### REQUIREMENT
Copy the records exactly. Every line must match.

### Entries taken from a collection
^^^^^^^^^^^^^^^^

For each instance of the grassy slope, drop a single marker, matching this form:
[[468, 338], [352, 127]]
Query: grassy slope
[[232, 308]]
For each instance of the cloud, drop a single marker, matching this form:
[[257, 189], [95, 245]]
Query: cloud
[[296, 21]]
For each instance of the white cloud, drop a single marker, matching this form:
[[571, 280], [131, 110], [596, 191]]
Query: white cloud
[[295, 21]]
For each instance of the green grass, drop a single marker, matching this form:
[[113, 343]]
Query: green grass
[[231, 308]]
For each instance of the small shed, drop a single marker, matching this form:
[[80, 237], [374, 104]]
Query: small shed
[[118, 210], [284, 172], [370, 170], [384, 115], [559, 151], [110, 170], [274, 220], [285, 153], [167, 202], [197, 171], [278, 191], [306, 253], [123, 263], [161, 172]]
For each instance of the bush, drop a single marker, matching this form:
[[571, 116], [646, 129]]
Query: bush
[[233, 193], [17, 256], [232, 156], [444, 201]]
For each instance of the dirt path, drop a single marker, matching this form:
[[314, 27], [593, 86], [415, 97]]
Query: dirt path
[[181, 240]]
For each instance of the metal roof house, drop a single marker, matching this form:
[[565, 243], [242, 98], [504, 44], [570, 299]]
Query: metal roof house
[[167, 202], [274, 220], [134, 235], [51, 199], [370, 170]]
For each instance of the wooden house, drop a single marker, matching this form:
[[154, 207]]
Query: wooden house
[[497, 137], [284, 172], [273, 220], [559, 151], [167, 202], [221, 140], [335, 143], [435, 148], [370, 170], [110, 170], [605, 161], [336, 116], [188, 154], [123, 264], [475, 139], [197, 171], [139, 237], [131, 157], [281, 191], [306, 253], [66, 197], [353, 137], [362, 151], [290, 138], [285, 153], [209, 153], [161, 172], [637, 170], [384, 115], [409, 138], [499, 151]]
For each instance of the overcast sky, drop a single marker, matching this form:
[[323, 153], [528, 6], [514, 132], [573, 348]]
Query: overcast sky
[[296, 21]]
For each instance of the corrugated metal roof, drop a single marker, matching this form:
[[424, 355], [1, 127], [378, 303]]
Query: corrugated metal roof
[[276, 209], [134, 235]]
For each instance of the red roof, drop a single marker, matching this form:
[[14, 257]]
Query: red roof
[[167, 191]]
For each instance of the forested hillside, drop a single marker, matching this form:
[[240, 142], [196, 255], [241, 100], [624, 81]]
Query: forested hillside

^^^^^^^^^^^^^^^^

### EXERCISE RESPONSE
For each instance of the grassy slope, drop a single marker, matching this form:
[[468, 338], [352, 127]]
Query: grassy slope
[[232, 308]]
For each instance of the cloud, drop a single marker, matching this form:
[[257, 189], [95, 245]]
Query: cloud
[[296, 21]]
For each instance of the white cloud, drop a single marker, matching this form:
[[571, 280], [131, 110], [596, 191]]
Query: white cloud
[[295, 21]]
For each instance of the green grass, drop a single marker, matching this form:
[[113, 343]]
Query: green grass
[[231, 308]]
For each instance of the small shed, drop a single marker, matching this form:
[[80, 237], [374, 104]]
Query: small shed
[[118, 210], [284, 172], [370, 170], [384, 115], [559, 151], [110, 170], [274, 220], [285, 153], [167, 202], [197, 171], [278, 191], [306, 253], [123, 263], [161, 172]]
For each instance of the bush, drop a single marker, matching this form:
[[571, 116], [646, 129]]
Query: bush
[[233, 193], [17, 256], [232, 156], [444, 201]]
For each instance of the dirt path, drop a single marker, matching this form:
[[314, 27], [593, 86], [415, 97]]
Query: dirt path
[[181, 240]]
For each instance of the metal roof house, drop a single marker, matching this form:
[[565, 243], [242, 98], [504, 44], [570, 299]]
Query: metal roof house
[[167, 202], [274, 220], [134, 235], [51, 199], [370, 170]]
For each instance of the wooden house, drop a single marker, matching this form:
[[154, 207]]
Query: wooden house
[[497, 137], [284, 172], [273, 220], [559, 151], [167, 202], [221, 140], [335, 143], [435, 148], [370, 170], [110, 170], [605, 161], [336, 116], [188, 154], [123, 264], [475, 139], [197, 171], [139, 237], [131, 157], [281, 191], [306, 253], [66, 197], [353, 137], [362, 151], [290, 138], [285, 153], [209, 153], [161, 172], [637, 170], [384, 115], [409, 138], [499, 151]]
For each instance of the overcast sky, drop a single marker, matching this form:
[[323, 153], [528, 6], [514, 132], [573, 348]]
Query: overcast sky
[[296, 21]]
For each instance of the corrugated metal roof, drop a single marker, matching this form:
[[424, 355], [1, 127], [378, 303]]
Query: corrugated metal roof
[[276, 209], [134, 235]]
For each instance of the red roof, drop a single marker, matching this form:
[[14, 257]]
Query: red roof
[[167, 191]]
For each instance of the forested hillside, drop a single marker, matching this form:
[[240, 142], [196, 255], [241, 100], [624, 81]]
Query: forested hillside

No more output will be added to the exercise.